** Source extract follows **
Something for Democrats to Run On

A terrible premonition dawns on my Democratic friends: Their party could fail to win either the House or the Senate this November.

An even darker vexation follows: Trump is re-elected in 2020 (after winning the Nobel Peace Prize).

My wife, shaken by this foreboding, challenged me to think of something the Democratic Party can do to stop this train wreck. It’s not enough, she says, for us just to be against Trump. We need to be FOR something.

I usually vote Democratic as an old family tradition. I’m more loyal than liberal.

But this doesn’t work for most voters. And being appalled at what we have now isn’t good enough.

So I came up with something.

I’m thinking of a busy community college campus full of people of all ages, high school dropouts, single mothers, blue-collar workers. They are struggling and sacrificing for a better future, not just for themselves but for family and that deep American impulse to rise a notch or two.

This is not like the elite university where I teach, Washington and Lee, but is much more common and important for America’s future. Take, for instance, Surry Community College, with a campus in Mt. Airy, N.C.

One of our sons, after four years in the Marines, just completed his training at SCC on the GI Bill for three types of metalworking. The school asked him to come back and teach welding. He has taken out a mortgage to buy a farm and is waiting for his first child to be born.

A few years ago, after fighting in Iraq, he was hopping trains, Dumpster-diving and protesting police oppression. But there’s something about the future that calls us all, at some point, to improve our position, to plant fruit trees or raise children, to do something not only for others, but for our own not-yet-born.

The Democratic Party should claim this. It should be the party that honors the American will to build and plant and sacrifice for our future. It should point out the contrast between this impulse and the live-for-the-moment hedonism that, oddly enough, has become the Republican brand.

Yes, Trump promised rebuilding infrastructure. But since his actual plan is such a disappointment, the Democrats should re-claim it, 10-fold. Better roads and bridges, yes, but also public transportation.

Democrats have an opening here. They should face the disaster of traffic in cities like my own  hometown Atlanta by being smart about the future, finding the good balance between preservation, recycling and engineering.

Today’s technology is neither good nor bad in itself, or rather, both very good and very bad. We don’t know what kind of future it will bring. But Democrats can talk about making it good, with time horizons going out 50 years and more.

I don’t have a slogan as catchy as Make America Great Again, but I have this idea: invest in the future beyond our selfish, crazy present. Creating a huge deficit on tax cuts that feel good, temporarily, is not future thinking. Supporting children and ordinary people’s drive for education and health is future thinking.

Seeing global alliances as an investment and not squandering our privilege as the world’s last super power, that’s future thinking.

Spending on Medicare and Social Security is related. It’s keeping a promise made by our future-thinking (Democratic) forebears.

The GOP agenda seems to be driven by a fear of the future and a reliance on TV’s emotional present tense.

I understand that. The future is scary and the present is stimulating, like Reality TV.

But the future is also something Americans have always believed in. That was the genius of the Founding Fathers. It’s why we fought a savage Civil War. Robert Frost liked to say in lectures that we don’t just believe IN the future – we believe the future IN.

We don’t control it, of course. This is not about a five-year plan or the perfectibility of man, but about actionable belief – planning and trusting at the same time.

In his poem “Carpe Diem,” Frost jokes that “seize the moment” was a hoax imposed by old poets who liked to imagine young love that way. But in reality, the poem says, life lives in the past and in the future. The present, he says, is too confusing, too much for the senses.

If Democrats could steer their party toward the future, in rhetoric and in faith, then the tail winds of the GOP breakdown will get them somewhere for sure.

This ran in the blog on Southern culture and politics “Like the Dew.”
** End of Source extract **
• Work task 1:
According to the essay, what did the writer's son train for at Surry Community College?
• Work task 2:
Write out the essay's wording between "Spending on Medicare" and "emotional present tense.", inclusive.
** Supplied records follows **
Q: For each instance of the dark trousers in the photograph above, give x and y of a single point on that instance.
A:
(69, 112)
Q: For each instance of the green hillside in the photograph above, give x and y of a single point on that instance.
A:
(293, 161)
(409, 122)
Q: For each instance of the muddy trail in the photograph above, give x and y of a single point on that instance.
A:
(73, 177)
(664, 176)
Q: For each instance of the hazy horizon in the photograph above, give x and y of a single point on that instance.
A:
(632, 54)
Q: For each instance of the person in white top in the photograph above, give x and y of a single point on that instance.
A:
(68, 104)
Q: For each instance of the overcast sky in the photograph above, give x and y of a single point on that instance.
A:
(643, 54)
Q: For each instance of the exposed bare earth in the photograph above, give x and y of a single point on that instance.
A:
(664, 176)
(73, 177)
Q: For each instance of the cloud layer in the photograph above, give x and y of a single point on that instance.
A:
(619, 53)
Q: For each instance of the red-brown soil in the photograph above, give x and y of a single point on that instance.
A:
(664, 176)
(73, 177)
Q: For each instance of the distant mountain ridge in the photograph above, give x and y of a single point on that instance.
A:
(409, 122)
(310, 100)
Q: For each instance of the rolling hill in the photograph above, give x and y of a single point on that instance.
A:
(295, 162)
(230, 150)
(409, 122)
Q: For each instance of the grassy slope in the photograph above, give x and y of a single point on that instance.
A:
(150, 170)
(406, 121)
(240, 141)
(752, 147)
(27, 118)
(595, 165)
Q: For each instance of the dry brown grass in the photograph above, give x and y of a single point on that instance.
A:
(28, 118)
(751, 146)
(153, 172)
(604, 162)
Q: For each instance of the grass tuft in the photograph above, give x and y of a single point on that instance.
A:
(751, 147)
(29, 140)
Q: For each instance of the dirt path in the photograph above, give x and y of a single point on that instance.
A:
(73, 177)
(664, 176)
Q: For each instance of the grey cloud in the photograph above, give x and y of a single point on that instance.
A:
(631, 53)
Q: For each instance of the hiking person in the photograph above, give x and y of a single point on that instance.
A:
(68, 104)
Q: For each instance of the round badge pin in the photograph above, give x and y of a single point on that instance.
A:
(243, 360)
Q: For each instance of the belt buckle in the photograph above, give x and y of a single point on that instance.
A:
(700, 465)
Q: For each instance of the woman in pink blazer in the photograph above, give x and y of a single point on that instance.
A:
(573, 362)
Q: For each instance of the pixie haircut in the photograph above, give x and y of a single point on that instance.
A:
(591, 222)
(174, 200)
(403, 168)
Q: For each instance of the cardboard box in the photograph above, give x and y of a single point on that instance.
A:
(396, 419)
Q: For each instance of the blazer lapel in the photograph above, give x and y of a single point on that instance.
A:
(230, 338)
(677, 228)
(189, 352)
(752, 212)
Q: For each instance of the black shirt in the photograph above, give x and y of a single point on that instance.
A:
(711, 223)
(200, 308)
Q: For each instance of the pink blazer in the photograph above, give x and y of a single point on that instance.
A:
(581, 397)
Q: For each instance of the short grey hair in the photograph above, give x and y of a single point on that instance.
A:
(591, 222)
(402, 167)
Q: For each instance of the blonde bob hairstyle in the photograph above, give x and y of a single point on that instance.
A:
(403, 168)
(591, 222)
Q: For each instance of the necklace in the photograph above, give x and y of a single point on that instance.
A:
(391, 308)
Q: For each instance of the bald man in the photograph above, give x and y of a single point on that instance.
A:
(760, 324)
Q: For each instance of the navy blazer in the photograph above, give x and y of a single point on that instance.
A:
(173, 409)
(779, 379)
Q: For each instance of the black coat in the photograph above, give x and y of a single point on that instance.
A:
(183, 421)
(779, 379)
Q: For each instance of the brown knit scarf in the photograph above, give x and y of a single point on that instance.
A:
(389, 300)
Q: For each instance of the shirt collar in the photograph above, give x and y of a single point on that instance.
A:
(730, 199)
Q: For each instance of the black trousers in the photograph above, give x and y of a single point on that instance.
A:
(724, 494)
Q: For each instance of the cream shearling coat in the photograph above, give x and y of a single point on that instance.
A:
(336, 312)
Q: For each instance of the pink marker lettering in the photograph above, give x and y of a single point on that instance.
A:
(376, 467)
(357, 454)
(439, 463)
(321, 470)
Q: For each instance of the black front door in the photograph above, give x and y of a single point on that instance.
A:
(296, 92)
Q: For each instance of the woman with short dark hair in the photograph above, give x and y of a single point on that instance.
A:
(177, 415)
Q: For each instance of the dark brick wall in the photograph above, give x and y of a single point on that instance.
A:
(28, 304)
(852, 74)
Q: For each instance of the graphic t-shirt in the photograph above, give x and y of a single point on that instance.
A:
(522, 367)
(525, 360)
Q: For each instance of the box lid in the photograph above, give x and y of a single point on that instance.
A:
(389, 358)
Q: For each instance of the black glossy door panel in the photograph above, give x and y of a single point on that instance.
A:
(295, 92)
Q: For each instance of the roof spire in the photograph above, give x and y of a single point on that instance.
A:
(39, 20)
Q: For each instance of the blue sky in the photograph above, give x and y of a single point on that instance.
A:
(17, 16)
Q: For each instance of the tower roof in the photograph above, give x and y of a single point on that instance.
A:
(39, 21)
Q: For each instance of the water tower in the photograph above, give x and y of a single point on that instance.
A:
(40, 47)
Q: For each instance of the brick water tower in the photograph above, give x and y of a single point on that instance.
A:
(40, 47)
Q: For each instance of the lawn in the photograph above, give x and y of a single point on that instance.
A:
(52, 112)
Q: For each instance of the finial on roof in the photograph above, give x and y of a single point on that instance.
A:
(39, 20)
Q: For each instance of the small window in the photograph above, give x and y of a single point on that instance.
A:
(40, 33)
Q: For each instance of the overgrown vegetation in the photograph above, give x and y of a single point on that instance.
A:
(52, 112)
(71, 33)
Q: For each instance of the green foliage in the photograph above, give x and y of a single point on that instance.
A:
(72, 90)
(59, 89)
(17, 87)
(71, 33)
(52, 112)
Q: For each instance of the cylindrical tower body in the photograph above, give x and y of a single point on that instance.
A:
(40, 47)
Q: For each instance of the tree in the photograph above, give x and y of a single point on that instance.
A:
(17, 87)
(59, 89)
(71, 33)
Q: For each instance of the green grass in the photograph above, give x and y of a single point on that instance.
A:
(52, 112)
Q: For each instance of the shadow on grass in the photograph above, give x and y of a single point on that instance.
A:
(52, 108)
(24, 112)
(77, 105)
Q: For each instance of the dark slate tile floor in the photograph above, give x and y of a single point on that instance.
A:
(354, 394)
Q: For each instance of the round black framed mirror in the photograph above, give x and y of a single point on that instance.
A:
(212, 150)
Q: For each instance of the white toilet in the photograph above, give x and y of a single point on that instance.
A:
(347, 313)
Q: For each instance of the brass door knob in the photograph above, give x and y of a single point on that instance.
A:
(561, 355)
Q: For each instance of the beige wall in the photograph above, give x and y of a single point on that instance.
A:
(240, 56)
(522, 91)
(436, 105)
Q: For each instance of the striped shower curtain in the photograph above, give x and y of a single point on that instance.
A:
** End of Supplied records **
• Problem solution 1:
Three types of metalworking.

• Problem solution 2:
Spending on Medicare and Social Security is related. It’s keeping a promise made by our future-thinking (Democratic) forebears.

The GOP agenda seems to be driven by a fear of the future and a reliance on TV’s emotional present tense.